== Given instruction ==
Locate every line of the data that contains the word "cobblestone" and copy each such line in full.

== Data for this task ==
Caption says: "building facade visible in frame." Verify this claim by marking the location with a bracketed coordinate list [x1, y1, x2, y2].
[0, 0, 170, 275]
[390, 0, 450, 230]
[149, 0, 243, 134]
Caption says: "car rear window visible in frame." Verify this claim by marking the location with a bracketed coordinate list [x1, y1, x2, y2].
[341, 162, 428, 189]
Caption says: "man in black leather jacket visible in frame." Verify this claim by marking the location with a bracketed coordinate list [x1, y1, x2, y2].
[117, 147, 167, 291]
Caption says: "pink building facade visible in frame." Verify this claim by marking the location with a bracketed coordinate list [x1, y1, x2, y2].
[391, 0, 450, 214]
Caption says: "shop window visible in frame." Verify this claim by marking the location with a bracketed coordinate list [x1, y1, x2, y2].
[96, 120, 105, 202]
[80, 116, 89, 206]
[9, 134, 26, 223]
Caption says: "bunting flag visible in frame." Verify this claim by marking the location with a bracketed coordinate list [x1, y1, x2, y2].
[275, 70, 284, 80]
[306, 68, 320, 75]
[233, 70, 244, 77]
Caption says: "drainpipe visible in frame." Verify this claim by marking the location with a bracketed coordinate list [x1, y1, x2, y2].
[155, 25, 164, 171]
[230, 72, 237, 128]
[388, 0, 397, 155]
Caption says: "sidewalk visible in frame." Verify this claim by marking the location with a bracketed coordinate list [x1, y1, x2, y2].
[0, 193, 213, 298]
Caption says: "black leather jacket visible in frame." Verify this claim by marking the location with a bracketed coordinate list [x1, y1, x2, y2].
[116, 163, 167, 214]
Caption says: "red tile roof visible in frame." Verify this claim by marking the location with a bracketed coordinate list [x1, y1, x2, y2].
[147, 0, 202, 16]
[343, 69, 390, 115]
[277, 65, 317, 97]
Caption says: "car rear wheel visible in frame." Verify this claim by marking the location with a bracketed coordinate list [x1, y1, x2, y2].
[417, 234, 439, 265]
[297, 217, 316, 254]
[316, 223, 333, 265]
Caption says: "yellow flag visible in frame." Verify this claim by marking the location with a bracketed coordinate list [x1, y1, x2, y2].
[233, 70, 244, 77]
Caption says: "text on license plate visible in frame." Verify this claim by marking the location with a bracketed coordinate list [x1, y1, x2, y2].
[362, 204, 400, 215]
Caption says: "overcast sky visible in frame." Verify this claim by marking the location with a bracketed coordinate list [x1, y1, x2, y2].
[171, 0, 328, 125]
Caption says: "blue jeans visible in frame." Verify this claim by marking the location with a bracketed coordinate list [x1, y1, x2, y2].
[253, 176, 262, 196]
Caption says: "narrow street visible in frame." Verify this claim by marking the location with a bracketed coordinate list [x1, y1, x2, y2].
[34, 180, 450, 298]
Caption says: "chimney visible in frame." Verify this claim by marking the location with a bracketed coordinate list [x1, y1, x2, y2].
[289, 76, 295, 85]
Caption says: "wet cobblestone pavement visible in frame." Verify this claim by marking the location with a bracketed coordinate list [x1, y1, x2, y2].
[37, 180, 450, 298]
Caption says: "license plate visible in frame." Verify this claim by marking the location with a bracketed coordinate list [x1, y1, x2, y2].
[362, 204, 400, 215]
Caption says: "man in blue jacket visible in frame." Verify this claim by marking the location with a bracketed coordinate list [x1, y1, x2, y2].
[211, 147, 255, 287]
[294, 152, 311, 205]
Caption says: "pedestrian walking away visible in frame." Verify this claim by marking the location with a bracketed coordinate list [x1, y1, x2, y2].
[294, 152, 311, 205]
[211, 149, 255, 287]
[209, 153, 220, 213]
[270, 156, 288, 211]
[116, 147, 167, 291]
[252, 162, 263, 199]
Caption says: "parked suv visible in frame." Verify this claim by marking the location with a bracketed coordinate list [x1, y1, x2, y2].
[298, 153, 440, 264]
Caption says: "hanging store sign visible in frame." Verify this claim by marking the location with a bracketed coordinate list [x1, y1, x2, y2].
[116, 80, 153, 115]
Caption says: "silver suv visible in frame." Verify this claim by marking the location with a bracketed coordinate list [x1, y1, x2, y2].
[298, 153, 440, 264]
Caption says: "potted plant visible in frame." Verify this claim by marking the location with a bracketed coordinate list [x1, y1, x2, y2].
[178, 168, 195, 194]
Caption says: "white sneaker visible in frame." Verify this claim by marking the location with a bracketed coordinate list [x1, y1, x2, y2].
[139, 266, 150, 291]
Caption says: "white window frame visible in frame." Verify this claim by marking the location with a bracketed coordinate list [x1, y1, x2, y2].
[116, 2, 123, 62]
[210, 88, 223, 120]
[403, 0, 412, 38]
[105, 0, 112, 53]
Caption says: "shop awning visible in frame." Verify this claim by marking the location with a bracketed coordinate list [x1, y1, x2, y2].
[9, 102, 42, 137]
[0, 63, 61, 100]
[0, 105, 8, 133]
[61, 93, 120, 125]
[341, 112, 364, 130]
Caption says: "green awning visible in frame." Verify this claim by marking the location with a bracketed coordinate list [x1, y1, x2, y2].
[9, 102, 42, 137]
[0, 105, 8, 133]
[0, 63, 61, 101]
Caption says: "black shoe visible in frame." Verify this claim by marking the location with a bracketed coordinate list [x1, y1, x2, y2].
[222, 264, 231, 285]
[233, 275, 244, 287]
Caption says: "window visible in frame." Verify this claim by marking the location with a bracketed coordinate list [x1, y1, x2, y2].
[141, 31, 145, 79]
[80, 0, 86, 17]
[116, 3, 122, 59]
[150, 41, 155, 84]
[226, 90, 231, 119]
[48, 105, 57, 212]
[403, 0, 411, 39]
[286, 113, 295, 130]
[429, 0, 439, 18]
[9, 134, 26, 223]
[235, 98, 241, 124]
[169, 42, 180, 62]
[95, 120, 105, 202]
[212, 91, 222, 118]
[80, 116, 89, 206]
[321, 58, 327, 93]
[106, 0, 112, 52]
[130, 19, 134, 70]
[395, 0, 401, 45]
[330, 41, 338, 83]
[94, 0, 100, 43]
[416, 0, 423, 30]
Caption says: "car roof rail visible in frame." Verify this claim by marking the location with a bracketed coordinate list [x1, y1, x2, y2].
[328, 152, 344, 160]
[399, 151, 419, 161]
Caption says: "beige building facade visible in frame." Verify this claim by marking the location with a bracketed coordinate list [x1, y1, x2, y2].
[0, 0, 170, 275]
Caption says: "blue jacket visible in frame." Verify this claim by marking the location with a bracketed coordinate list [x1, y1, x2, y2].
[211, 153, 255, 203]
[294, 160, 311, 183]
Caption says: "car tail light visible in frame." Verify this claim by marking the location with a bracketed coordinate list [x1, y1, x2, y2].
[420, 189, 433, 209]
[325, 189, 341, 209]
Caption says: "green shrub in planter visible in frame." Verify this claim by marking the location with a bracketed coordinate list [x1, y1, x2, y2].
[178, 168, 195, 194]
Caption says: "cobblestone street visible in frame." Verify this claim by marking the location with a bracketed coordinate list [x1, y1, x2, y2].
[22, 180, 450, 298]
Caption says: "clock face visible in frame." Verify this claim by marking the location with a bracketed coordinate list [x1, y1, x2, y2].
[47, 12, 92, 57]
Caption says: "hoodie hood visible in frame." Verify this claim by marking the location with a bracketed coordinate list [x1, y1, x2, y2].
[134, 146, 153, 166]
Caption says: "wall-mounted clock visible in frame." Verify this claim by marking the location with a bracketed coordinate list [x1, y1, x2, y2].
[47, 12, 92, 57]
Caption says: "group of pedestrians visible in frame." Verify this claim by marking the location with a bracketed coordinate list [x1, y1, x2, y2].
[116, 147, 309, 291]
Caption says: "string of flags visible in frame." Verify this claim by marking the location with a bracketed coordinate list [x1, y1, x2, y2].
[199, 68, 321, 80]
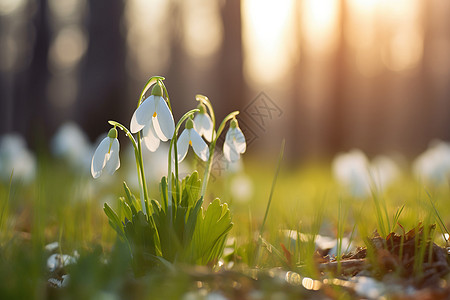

== Result ==
Caption says: "wet cobblestone pavement visible in frame." Verify this claim by marking the location with a bracketed coordinate list [x1, y1, x2, y2].
Caption says: "cobblestone street visible in frame." Verify this claim by marking the location with a bracketed coordinate list [x1, y1, x2, y2].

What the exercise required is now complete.